Document passage
Fleeing the Country – Carl Vonderau
Written by staff on August 15, 2025
The Wall Street Journal recently profiled a human resources executive, a sound engineer, an academic, and a psychologist who moved to Canada because of U.S. politics. Even Timothy Snyder, the famous Yale historian who wrote On Tyranny, escaped to Toronto. My wife and I moved there from Chicago for different reasons in 1989. She was offered a faculty position at McGill University and I hankered to live in another country and to learn French. Our kids were young, so we took the plunge.
What you realize in another country is that you have never felt more American. Many of the things you took for granted are expensive or hard to get. In Montreal, food was very pricey and the fruit in the supermarket was never ripe. The wine was sold through a Quebec government corporation and was outrageously expensive. And how about Chicago pizza, or Mexican food, or the Chicago sports teams? On the other hand we soon learned to appreciate French food, the great bagels, and the safety. When we first got to Montreal we took our two-year-old and three-year-old to a Christmas display downtown. While enjoying the displays we lost our three-year-old. We desperately searched for him in the very large hall. Then we saw him with a Quebecker. The man had hoisted him on his shoulders so our son could better spot us. It was all so neighborly and innocent. It would be hard to feel that way about such a thing in the U.S. today.
And the freezing weather! Montreal is cold and rainy most of the year. But it is spectacular in July and August. In the winter I used to park my car in a lot and walk through a hotel to warm up on the way to my job at Bank of Montreal. One of our sons walked home from high school one day without a cap and got frostbite on an ear. We took him to the hospital and he asked the doctor if he was going to lose his ear. The doctor said, “Not this time.” What a great response to that question! I gradually got used to the snow and the cold. It took two or three years.

Work order
Copy the passage from the essay on moving to Montreal exactly, between "Fleeing the Country" and "took the plunge.", inclusive. You can skip the entries that follow; they play no part here.

Record excerpts
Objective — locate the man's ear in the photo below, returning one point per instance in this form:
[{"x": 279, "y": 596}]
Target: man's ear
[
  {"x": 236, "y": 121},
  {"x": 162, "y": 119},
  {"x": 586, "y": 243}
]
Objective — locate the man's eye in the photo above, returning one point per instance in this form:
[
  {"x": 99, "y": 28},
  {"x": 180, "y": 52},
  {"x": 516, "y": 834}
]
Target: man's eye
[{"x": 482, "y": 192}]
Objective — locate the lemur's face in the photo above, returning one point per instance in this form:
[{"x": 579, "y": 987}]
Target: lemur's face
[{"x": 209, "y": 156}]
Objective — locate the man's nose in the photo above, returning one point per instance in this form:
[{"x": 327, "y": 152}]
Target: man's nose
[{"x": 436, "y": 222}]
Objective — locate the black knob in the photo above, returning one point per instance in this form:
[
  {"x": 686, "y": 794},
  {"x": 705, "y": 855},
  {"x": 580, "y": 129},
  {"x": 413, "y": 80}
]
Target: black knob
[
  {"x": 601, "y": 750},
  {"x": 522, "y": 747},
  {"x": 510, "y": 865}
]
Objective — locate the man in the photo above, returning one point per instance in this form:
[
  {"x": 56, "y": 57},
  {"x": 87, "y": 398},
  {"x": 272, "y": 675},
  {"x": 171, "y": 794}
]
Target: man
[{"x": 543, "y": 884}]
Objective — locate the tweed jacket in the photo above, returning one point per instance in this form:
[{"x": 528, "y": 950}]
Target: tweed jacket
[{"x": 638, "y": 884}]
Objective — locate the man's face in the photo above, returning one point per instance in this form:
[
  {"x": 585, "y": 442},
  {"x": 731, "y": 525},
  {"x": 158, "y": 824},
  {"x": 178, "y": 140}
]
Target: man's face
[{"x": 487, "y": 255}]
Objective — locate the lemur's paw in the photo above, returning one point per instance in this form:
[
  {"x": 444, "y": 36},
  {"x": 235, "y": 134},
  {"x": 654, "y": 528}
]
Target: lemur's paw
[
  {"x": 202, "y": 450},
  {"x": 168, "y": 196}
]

Reply
Fleeing the Country – Carl Vonderau
Written by staff on August 15, 2025
The Wall Street Journal recently profiled a human resources executive, a sound engineer, an academic, and a psychologist who moved to Canada because of U.S. politics. Even Timothy Snyder, the famous Yale historian who wrote On Tyranny, escaped to Toronto. My wife and I moved there from Chicago for different reasons in 1989. She was offered a faculty position at McGill University and I hankered to live in another country and to learn French. Our kids were young, so we took the plunge.